■ **SUPPLIED ENTRIES**

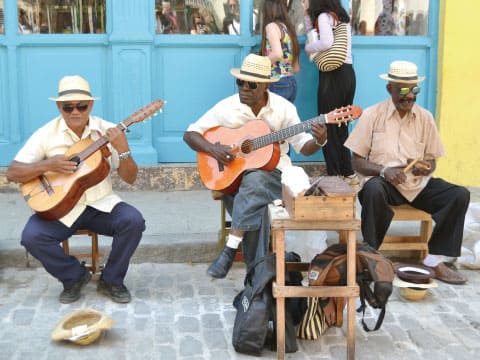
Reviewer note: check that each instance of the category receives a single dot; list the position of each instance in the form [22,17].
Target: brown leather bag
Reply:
[330,268]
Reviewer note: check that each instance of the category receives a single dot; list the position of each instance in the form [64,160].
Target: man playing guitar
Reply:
[248,202]
[98,209]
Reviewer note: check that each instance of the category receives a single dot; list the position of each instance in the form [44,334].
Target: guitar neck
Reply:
[283,134]
[97,145]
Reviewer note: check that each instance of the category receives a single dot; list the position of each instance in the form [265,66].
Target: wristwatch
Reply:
[382,172]
[125,155]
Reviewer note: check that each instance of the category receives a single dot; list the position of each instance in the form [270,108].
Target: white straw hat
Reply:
[255,68]
[73,88]
[82,326]
[403,72]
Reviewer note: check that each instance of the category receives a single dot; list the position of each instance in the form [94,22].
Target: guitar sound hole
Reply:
[247,146]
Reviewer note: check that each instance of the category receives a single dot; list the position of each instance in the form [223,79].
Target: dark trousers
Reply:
[336,89]
[447,203]
[125,224]
[249,210]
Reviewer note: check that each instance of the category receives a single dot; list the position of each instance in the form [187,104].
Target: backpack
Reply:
[372,269]
[255,322]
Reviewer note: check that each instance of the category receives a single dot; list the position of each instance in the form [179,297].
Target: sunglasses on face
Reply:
[68,108]
[405,91]
[252,85]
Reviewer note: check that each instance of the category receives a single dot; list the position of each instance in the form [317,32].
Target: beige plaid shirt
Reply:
[388,140]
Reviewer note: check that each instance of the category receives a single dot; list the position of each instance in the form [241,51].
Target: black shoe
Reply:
[118,293]
[219,268]
[72,293]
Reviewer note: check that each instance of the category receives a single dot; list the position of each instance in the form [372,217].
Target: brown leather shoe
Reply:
[447,275]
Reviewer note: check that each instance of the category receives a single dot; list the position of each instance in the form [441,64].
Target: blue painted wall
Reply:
[130,66]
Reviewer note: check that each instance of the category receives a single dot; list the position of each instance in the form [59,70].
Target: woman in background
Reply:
[280,44]
[335,88]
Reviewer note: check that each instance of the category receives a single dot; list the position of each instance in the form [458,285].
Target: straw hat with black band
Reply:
[404,72]
[73,88]
[255,68]
[82,326]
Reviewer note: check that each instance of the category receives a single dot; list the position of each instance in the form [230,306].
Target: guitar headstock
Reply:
[145,112]
[343,114]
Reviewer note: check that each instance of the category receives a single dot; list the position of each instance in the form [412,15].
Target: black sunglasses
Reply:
[405,91]
[252,85]
[68,108]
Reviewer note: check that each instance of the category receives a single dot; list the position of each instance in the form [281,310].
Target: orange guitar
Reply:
[52,195]
[256,147]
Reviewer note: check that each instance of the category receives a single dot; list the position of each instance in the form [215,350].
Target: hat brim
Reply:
[73,97]
[84,329]
[236,72]
[400,283]
[388,78]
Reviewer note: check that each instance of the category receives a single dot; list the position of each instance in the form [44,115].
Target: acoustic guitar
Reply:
[255,147]
[52,195]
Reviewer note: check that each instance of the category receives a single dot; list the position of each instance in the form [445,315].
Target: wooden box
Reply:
[336,203]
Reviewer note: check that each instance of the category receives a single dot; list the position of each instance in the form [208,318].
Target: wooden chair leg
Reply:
[95,254]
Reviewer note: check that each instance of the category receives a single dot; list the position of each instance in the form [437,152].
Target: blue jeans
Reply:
[249,210]
[285,87]
[124,223]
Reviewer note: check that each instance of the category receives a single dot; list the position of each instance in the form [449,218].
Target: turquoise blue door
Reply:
[130,64]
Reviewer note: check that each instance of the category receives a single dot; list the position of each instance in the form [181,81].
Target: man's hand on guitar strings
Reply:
[222,153]
[61,164]
[117,138]
[319,131]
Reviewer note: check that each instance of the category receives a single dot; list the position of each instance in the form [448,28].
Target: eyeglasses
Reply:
[252,85]
[68,108]
[405,91]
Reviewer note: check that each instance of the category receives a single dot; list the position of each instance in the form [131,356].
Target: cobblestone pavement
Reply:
[178,312]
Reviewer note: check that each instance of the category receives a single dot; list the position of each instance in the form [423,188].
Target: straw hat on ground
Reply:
[73,88]
[82,326]
[403,72]
[413,281]
[255,68]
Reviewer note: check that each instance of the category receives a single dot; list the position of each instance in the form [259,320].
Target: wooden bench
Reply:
[280,222]
[419,241]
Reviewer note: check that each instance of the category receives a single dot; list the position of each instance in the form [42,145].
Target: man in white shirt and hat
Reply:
[98,209]
[258,188]
[395,147]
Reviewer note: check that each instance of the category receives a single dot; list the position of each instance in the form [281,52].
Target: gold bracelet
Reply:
[125,155]
[318,144]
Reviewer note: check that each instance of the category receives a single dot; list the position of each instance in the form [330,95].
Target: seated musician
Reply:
[99,209]
[258,188]
[395,145]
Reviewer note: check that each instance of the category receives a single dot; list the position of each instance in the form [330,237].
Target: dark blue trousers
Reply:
[125,224]
[447,203]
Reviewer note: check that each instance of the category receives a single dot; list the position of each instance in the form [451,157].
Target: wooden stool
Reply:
[418,242]
[94,255]
[281,222]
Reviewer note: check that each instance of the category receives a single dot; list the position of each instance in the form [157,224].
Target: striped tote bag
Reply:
[313,323]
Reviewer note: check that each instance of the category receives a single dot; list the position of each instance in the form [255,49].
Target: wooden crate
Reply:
[338,203]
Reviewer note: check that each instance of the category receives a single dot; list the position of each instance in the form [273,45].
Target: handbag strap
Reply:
[335,18]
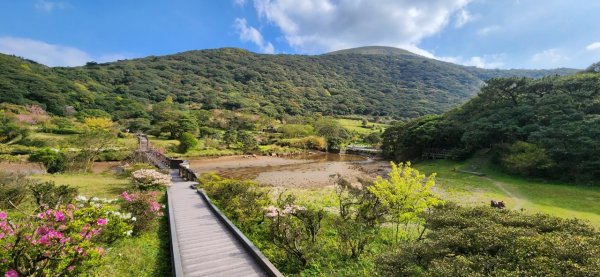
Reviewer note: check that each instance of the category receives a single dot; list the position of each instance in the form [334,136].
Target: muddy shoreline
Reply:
[303,171]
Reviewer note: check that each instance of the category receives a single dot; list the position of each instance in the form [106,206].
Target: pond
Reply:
[304,171]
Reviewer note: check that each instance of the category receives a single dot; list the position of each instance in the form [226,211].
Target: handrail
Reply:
[161,160]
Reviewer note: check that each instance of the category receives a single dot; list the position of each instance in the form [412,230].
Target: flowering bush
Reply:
[116,224]
[53,243]
[294,228]
[143,208]
[147,179]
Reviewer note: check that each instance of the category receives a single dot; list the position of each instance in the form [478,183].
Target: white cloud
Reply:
[594,46]
[463,17]
[51,54]
[549,58]
[488,30]
[249,33]
[486,61]
[49,6]
[313,26]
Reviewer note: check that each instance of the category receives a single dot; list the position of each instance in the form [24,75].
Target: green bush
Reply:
[187,141]
[53,160]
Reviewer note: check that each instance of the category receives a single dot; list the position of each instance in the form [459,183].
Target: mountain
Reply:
[545,127]
[376,81]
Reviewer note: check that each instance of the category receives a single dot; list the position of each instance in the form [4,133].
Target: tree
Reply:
[229,138]
[91,144]
[406,193]
[187,141]
[248,141]
[331,130]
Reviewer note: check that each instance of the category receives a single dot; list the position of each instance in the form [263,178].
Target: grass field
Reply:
[559,199]
[355,125]
[144,255]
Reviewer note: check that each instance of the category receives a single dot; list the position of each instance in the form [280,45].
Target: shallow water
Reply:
[303,171]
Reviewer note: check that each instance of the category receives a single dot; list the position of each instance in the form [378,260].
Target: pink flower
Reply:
[59,216]
[101,221]
[154,206]
[127,196]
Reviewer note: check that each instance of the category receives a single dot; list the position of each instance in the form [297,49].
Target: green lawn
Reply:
[144,255]
[559,199]
[355,125]
[100,185]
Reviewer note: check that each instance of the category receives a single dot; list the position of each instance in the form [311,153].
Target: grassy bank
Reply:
[144,255]
[560,199]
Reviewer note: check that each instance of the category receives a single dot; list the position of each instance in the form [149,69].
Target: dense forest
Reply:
[373,81]
[534,127]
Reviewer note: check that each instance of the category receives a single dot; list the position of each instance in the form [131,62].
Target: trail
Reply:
[517,199]
[481,158]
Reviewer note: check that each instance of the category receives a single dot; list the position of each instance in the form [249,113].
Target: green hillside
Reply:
[374,81]
[545,127]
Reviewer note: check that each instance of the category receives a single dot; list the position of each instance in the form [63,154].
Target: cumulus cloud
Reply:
[51,54]
[488,30]
[549,58]
[463,17]
[251,34]
[314,26]
[486,61]
[49,6]
[594,46]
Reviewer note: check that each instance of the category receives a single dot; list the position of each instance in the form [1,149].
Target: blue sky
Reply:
[483,33]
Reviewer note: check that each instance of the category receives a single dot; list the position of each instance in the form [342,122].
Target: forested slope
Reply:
[377,81]
[537,127]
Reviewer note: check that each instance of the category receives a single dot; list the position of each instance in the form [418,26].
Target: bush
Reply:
[56,242]
[53,160]
[187,141]
[144,209]
[150,179]
[483,241]
[242,201]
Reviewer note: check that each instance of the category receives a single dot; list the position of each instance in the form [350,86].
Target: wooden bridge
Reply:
[203,241]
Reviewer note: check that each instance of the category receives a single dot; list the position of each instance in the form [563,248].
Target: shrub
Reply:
[53,160]
[56,242]
[187,141]
[149,179]
[242,201]
[483,241]
[144,209]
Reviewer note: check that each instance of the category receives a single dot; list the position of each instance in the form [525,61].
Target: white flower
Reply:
[81,198]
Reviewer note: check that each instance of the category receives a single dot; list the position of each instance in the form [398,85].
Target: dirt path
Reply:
[516,198]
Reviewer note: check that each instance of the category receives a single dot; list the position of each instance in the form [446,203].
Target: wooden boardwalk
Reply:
[206,246]
[203,241]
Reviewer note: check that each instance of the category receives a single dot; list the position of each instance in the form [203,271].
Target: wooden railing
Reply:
[162,161]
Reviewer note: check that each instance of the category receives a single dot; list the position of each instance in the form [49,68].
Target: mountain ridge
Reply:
[398,86]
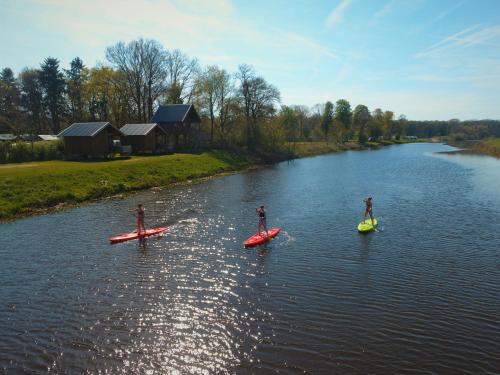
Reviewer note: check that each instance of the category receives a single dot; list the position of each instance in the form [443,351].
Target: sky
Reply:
[426,59]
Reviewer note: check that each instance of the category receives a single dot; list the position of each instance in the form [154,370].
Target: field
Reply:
[26,188]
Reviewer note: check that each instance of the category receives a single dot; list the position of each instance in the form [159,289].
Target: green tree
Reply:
[387,124]
[290,123]
[376,125]
[54,87]
[343,115]
[76,77]
[360,120]
[400,126]
[10,100]
[32,99]
[327,119]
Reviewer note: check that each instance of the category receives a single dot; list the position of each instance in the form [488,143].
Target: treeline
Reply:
[239,109]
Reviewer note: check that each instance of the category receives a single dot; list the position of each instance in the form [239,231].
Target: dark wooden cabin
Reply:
[144,138]
[90,140]
[179,121]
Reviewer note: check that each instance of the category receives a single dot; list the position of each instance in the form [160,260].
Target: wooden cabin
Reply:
[179,121]
[90,140]
[7,137]
[144,138]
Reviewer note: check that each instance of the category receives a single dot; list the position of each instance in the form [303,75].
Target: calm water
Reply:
[422,296]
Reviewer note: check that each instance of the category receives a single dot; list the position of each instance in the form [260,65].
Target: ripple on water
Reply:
[420,297]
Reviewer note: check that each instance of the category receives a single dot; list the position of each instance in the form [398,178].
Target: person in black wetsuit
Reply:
[262,219]
[368,210]
[139,213]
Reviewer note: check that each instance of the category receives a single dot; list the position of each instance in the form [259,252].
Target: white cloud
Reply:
[472,36]
[336,14]
[307,43]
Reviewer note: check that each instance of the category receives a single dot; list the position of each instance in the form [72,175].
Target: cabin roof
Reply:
[139,129]
[7,137]
[48,137]
[174,113]
[85,129]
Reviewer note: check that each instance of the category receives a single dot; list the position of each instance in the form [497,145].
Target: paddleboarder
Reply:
[368,210]
[139,213]
[262,219]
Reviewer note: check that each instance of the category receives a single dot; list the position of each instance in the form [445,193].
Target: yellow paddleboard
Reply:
[367,226]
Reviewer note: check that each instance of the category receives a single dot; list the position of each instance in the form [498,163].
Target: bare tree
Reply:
[144,63]
[257,99]
[215,90]
[181,77]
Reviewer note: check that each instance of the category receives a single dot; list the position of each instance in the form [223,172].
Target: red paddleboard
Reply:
[261,238]
[135,235]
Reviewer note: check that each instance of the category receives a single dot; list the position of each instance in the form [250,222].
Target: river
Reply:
[421,296]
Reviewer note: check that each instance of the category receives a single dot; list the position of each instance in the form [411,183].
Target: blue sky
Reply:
[427,59]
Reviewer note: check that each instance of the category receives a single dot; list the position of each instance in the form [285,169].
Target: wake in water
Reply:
[288,238]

■ **YOUR ASSIGNMENT**
From the records above, extract exactly and only the lines that begin at the line with "the form [149,69]." and stop after the line with "the form [249,113].".

■ **EXERCISE RESULT**
Reviewer note: check that each instance of the category receives a single dot; list the position of each instance in the form [149,69].
Target: dense forest
Reply:
[373,81]
[534,127]
Reviewer note: check that each instance of the category receives a single dot; list the position of each instance in the form [131,62].
Target: trail
Reply:
[517,199]
[481,158]
Reviewer note: check that each instance of the category receives a single dot; list the position of each instance in the form [249,113].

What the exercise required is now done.